TEXTAUSZUG:
+---+
Wirtschaft erwartet mehr Insolvenzen
Der Handel in Schwaben fordert Sonntagsöffnungen, um Verluste wettzumachen
Augsburg Zum Höhepunkt der Corona-Krise hatte die Politik ein Auge zugedrückt: Selbst wenn in Deutschland Unternehmen in eine starke Schieflage gerieten, mussten sie nicht gleich Insolvenz anmelden. Dementsprechend waren kaum Pleiten zu beobachten. Doch das könnte sich bald ändern – auch in unserer Region. „Ja, wir werden Insolvenzen sehen“, sagt Marc Lucassen, der Hauptgeschäftsführer der Industrie- und Handelskammer Schwaben im Gespräch mit unserer Zeitung. „Wir werden auch mehr davon sehen als zuvor“, fügt er an.
Der Grund: Zum 1. Oktober tritt eine Änderung bei den Corona-Regelungen in Kraft. Dann müssen Firmen wieder Insolvenz anmelden, wenn sie zahlungsunfähig sind – selbst wenn die Corona-Krise daran Schuld trägt. Nur für Unternehmen, die krisenbedingt überschuldet sind, gilt die Ausnahmeregelung noch bis zum Jahresende. Hart getroffen hat die Krise zum Beispiel den Freizeitsektor. „Für Nachtclubs oder Reiseveranstalter ist die Situation schwierig“, sagt Lucassen.
+---+
Punktbasierte Annotationsdaten:
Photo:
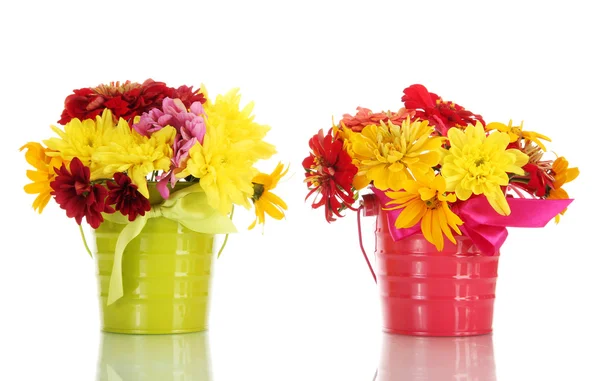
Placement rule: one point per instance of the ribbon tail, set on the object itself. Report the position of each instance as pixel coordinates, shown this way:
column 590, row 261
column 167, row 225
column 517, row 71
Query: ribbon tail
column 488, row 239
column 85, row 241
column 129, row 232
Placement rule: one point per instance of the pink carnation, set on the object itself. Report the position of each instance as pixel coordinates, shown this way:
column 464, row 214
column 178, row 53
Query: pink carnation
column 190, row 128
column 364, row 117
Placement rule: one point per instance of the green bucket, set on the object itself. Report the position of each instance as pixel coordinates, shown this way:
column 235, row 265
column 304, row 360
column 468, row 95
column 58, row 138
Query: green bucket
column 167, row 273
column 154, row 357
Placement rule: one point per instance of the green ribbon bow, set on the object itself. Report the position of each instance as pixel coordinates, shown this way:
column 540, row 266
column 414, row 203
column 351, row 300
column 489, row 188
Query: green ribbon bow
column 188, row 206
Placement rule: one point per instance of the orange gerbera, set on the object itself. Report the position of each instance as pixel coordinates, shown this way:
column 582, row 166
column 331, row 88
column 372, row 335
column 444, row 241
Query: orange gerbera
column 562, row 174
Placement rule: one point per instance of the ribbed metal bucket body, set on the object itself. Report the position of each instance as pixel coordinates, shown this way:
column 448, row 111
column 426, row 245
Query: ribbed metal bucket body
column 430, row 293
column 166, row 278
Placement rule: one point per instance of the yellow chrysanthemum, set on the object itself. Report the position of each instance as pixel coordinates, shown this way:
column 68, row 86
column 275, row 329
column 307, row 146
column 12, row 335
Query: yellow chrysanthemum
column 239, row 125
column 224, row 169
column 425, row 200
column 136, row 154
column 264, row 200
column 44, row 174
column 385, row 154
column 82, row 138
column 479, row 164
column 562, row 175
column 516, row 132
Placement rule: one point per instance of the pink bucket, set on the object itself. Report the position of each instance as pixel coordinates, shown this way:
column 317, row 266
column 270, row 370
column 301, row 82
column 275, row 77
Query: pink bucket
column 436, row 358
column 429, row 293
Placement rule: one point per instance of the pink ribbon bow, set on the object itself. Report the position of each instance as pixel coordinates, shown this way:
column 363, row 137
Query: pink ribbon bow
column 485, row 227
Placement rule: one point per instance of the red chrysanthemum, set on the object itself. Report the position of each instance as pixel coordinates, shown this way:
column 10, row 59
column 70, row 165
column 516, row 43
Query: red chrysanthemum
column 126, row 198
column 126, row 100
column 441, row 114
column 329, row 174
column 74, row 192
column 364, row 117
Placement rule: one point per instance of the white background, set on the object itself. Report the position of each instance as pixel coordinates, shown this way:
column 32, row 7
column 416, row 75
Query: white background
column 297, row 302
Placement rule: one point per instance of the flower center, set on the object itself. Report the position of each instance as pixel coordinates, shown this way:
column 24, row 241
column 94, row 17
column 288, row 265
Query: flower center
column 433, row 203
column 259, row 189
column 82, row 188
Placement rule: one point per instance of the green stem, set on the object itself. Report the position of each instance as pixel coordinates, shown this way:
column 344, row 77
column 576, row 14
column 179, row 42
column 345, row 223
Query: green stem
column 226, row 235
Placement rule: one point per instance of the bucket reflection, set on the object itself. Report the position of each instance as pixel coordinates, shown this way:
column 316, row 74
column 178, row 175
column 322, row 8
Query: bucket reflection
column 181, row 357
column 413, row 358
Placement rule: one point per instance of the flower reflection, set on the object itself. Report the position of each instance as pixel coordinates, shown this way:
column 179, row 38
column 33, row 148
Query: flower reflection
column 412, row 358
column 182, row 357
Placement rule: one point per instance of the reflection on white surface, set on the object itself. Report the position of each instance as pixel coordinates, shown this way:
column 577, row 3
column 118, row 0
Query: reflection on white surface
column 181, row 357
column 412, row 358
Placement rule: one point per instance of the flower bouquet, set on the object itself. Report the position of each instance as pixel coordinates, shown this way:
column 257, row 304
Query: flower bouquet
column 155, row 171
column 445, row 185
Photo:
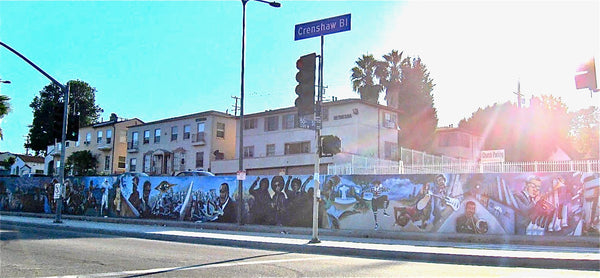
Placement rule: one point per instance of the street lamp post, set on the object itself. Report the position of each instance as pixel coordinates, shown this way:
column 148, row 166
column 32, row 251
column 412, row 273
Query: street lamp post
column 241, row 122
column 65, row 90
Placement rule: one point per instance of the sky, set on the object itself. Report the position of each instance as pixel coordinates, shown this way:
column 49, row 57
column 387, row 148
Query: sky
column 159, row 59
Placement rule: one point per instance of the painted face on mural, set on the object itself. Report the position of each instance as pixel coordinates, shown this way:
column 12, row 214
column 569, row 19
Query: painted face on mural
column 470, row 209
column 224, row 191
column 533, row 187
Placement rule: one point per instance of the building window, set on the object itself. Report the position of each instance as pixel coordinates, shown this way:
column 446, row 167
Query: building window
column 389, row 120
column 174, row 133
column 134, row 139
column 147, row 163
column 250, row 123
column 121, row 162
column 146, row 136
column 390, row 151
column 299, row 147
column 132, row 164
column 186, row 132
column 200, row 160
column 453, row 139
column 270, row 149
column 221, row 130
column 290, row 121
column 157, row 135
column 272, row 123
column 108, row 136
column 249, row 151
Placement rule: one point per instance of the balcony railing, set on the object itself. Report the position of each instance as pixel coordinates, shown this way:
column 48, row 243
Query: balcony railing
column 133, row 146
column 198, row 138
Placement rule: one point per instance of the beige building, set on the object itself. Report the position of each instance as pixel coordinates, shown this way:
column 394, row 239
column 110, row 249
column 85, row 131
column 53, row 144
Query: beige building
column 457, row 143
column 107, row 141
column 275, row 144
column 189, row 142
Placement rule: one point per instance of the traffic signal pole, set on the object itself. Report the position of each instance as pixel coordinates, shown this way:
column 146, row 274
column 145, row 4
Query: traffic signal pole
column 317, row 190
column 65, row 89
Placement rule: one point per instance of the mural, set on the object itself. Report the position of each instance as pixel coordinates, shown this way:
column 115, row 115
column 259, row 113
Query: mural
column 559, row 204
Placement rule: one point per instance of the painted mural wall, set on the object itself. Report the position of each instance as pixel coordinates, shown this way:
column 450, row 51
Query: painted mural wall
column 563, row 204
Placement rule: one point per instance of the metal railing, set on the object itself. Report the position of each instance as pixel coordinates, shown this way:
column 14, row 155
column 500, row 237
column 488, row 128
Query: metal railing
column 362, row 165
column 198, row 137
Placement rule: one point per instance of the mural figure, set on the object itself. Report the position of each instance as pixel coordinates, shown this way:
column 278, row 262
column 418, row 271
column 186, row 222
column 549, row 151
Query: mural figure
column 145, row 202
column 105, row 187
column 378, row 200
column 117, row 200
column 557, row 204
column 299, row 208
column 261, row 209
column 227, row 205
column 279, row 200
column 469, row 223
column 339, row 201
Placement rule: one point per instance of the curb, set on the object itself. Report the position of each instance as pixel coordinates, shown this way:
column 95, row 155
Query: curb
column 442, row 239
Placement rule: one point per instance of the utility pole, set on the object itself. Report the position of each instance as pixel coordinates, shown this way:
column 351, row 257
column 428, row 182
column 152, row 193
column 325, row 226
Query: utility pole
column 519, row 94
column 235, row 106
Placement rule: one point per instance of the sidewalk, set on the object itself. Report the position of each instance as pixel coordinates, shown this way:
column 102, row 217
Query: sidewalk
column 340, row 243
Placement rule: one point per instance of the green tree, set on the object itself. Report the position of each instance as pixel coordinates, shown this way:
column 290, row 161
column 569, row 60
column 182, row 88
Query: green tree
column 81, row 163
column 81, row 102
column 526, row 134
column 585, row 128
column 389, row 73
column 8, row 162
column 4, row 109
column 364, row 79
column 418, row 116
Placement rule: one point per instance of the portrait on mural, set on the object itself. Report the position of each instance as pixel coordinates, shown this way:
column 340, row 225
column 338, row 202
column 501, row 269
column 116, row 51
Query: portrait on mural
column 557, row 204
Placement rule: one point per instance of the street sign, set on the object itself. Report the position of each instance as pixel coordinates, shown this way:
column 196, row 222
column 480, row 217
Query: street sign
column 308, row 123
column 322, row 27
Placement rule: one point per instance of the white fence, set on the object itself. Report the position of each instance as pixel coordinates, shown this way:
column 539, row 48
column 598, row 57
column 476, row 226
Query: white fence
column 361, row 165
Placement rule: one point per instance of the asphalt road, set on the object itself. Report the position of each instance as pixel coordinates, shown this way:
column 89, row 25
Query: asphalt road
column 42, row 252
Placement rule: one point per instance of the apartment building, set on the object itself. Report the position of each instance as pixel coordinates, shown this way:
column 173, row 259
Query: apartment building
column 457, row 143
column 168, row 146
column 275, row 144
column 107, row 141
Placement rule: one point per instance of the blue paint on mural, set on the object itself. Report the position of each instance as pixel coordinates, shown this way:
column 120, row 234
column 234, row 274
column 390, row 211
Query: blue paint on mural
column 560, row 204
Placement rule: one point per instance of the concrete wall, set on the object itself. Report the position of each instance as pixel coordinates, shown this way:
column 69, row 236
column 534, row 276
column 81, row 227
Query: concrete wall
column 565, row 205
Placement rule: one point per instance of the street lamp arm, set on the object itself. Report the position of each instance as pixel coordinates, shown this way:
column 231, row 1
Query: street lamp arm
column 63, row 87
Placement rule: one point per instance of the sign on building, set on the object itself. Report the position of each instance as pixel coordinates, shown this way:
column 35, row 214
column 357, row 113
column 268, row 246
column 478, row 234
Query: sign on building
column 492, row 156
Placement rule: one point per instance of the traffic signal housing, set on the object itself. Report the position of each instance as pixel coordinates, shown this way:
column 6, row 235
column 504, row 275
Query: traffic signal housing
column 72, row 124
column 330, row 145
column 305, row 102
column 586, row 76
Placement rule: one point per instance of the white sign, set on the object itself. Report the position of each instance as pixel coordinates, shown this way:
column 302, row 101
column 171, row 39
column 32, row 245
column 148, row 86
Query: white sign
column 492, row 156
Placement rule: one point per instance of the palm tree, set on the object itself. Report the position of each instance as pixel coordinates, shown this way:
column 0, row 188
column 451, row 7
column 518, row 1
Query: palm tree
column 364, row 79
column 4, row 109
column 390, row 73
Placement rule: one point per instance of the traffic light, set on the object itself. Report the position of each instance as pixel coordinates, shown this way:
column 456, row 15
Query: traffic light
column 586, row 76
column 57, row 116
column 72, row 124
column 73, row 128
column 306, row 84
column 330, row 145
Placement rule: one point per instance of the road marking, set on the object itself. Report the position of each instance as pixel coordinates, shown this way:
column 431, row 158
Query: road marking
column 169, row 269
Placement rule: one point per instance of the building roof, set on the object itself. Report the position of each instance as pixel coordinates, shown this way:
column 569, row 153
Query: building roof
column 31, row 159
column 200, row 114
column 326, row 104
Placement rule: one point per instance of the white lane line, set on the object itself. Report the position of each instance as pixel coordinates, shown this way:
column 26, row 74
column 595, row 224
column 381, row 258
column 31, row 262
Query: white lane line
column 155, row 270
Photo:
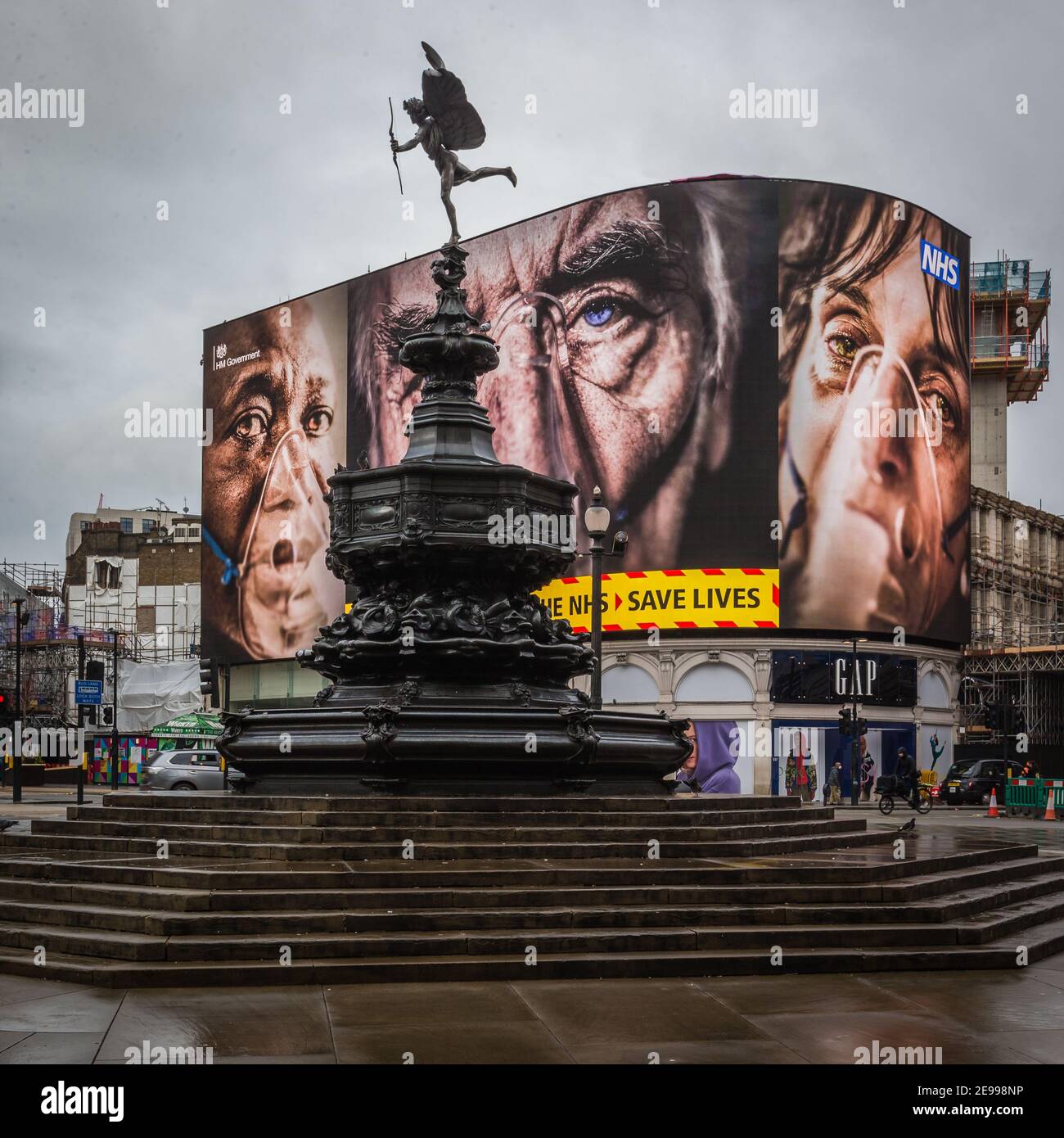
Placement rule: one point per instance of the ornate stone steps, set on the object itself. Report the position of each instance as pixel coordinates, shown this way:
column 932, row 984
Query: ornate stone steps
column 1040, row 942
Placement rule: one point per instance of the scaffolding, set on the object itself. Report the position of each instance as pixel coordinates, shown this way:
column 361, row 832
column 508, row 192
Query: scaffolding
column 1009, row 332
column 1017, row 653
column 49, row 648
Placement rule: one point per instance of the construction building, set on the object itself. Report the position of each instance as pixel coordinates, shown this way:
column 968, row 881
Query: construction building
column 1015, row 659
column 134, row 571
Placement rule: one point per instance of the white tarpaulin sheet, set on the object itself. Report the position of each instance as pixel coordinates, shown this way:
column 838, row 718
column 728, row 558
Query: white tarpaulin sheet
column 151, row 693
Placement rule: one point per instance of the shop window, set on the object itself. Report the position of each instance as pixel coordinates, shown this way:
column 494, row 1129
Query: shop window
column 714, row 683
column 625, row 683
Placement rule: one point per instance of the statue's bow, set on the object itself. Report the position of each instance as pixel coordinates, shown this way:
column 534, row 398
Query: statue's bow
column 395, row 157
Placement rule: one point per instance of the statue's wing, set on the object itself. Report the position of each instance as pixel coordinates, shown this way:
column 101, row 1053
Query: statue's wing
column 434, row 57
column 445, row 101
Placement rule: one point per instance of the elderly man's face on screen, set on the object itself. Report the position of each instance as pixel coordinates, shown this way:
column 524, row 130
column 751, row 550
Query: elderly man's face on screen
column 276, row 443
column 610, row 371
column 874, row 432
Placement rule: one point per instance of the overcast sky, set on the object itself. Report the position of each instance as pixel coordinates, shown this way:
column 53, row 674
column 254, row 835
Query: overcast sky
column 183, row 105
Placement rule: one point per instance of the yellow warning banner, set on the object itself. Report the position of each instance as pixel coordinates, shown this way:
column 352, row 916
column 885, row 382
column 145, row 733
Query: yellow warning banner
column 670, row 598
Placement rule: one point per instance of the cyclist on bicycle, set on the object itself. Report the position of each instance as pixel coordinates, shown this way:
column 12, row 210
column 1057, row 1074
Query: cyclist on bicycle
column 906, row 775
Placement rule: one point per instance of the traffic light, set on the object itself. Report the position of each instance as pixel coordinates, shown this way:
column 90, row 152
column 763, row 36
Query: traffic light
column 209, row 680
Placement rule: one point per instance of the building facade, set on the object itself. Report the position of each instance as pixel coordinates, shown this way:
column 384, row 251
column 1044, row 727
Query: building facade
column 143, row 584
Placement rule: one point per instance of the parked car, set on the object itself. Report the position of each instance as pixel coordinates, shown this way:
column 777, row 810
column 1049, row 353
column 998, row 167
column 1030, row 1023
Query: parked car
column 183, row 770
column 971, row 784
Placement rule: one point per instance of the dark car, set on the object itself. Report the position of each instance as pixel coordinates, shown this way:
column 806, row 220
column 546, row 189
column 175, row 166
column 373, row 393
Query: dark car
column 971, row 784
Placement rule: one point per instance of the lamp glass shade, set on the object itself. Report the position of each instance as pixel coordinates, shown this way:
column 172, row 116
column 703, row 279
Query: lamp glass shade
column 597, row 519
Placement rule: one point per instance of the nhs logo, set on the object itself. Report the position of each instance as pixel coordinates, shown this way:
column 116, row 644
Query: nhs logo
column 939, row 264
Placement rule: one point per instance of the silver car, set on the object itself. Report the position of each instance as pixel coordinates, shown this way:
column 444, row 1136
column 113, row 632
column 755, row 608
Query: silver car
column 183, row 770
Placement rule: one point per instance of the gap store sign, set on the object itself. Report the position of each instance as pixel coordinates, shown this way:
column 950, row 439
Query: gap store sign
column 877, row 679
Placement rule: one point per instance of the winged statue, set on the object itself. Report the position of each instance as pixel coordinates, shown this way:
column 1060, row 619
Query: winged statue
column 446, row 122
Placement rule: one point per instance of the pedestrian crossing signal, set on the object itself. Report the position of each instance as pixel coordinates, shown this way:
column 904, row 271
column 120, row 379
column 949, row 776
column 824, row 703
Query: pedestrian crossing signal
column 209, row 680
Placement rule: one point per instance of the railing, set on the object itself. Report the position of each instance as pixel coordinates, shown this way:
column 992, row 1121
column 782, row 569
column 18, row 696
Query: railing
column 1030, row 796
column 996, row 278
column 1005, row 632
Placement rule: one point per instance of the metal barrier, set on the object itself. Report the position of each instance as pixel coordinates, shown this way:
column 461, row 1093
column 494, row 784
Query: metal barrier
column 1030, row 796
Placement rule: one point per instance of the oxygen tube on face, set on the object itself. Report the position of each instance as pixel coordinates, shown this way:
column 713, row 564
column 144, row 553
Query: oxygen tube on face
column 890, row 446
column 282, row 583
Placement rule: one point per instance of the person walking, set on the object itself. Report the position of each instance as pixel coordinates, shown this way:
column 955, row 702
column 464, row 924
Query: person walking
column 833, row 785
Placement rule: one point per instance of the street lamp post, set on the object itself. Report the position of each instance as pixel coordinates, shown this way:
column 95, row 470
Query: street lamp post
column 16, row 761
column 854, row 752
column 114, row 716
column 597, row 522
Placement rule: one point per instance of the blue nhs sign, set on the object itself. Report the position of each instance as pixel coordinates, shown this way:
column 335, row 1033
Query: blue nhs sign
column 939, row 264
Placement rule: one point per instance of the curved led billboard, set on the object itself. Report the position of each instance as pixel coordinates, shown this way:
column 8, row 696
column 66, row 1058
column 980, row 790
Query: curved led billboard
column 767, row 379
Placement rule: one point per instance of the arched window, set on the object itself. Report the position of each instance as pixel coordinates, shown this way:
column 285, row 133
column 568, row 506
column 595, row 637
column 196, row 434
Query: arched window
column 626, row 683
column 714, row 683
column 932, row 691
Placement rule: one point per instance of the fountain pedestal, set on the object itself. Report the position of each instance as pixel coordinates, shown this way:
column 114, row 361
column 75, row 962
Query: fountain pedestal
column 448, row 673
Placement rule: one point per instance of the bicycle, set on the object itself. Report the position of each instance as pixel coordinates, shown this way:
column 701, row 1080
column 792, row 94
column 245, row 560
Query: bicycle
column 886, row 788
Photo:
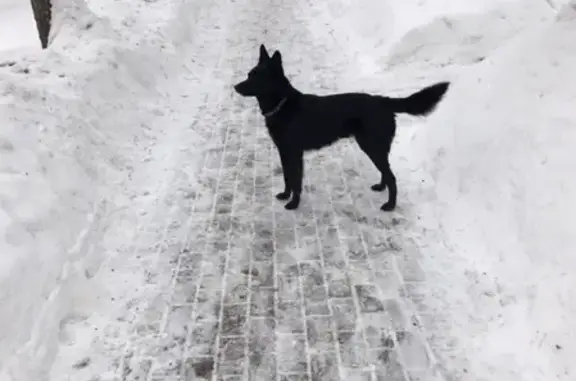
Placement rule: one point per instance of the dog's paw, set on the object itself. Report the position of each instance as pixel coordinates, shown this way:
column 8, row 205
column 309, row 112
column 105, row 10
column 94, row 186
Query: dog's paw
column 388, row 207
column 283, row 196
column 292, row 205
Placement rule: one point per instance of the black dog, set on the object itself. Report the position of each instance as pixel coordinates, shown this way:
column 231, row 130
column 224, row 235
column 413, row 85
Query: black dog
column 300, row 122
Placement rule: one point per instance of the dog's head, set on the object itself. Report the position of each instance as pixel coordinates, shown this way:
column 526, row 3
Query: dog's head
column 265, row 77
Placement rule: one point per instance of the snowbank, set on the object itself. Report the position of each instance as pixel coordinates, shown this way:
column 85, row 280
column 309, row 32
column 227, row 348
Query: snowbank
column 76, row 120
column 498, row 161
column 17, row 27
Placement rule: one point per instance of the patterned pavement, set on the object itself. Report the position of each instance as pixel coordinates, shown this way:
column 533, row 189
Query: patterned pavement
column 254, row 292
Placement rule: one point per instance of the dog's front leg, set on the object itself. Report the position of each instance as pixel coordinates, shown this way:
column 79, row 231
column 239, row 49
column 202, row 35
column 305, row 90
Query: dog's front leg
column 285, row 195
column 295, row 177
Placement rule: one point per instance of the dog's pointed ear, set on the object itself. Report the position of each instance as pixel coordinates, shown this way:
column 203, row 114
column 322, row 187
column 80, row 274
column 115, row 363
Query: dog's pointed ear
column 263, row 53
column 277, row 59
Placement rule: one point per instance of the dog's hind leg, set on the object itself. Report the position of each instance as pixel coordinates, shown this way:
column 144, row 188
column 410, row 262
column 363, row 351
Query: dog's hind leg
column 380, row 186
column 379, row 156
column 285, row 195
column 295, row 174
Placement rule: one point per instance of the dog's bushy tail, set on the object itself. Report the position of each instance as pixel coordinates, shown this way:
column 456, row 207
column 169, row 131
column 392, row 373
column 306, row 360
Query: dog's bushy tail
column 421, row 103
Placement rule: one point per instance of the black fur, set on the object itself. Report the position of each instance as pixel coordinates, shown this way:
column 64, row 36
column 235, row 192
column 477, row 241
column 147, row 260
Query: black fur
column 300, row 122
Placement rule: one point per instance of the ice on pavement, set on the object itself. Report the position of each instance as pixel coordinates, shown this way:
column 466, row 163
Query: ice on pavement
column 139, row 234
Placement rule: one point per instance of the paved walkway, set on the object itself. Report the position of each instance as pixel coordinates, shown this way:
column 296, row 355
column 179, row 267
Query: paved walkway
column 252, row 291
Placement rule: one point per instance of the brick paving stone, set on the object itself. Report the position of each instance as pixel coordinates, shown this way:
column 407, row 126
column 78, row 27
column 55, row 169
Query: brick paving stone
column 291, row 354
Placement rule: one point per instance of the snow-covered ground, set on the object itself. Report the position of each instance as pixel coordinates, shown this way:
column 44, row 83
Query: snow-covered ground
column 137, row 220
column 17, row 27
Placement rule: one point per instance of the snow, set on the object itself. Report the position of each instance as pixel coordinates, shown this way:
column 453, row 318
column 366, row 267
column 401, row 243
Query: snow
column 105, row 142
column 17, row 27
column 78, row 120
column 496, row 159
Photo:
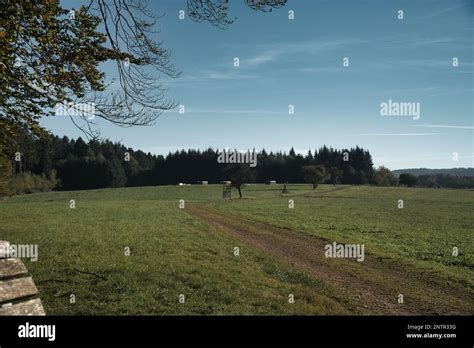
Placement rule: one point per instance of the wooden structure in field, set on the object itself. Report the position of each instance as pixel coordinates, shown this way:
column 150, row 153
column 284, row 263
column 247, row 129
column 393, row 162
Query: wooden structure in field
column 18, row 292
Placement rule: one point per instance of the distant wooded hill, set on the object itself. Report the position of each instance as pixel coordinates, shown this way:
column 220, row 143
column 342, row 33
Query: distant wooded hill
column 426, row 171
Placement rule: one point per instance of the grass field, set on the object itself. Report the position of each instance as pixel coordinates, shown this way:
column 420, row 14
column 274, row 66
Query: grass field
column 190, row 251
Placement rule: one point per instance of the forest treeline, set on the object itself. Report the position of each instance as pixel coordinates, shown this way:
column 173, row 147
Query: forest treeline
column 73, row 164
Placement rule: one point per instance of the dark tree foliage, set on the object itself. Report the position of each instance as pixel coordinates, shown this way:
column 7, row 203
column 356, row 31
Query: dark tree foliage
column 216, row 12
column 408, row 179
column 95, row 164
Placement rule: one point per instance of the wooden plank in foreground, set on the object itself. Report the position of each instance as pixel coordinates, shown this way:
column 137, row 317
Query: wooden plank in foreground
+---+
ZU BEARBEITEN:
1. Beantworte anhand des Artikels über Insolvenzen in Schwaben:
(a) Welches Amt hat Marc Lucassen?
(b) Ab welchem Datum müssen zahlungsunfähige Firmen wieder Insolvenz anmelden?
(c) Was fordert der Handel in Schwaben, um Verluste wettzumachen?
2. Schreibe den Artikel über Insolvenzen in Schwaben nach dem letzten Satz mit einigen Sätzen weiter.

LÖSUNGEN JE AUFGABE:
1.
(a) Er ist Hauptgeschäftsführer der Industrie- und Handelskammer Schwaben.
(b) Ab dem 1. Oktober.
(c) Er fordert Sonntagsöffnungen.

2.
Doch bis auf besonders hart getroffene Branchen fasst die Wirtschaft in der Region langsam wieder Tritt. Auf den steilen Absturz durch Corona folgt eine schnelle Erholung. „Wir sehen im konjunkturellen Verlauf ein V“, sagt Lucassen. Die Zahl der Kurzarbeiter sinke bereits spürbar. Dass eine regelrechte Pleitewelle die Wirtschaft überrollt, davon geht auch die Handwerkskammer für Schwaben nicht aus.
Jetzt kommt es aus Sicht der Wirtschaft darauf an, die Erholung zu stabilisieren. „Einen Lockdown darf es nie wieder geben – das wäre der Super-GAU, dann bekommen wir eine Pleitewelle ohne Ende“, sagt der Präsident der Handwerkskammer, Hans-Peter Rauch. Er fordert auch mehr Verlässlichkeit von der Politik bei den Corona-Lockerungen: „Derzeit haben die Unternehmen
keine Planungssicherheit, die Regeln können sich täglich ändern.“Viele Mitgliedsunternehmen etwa würden sich fragen, ob Weihnachtsfeiern stattfinden können.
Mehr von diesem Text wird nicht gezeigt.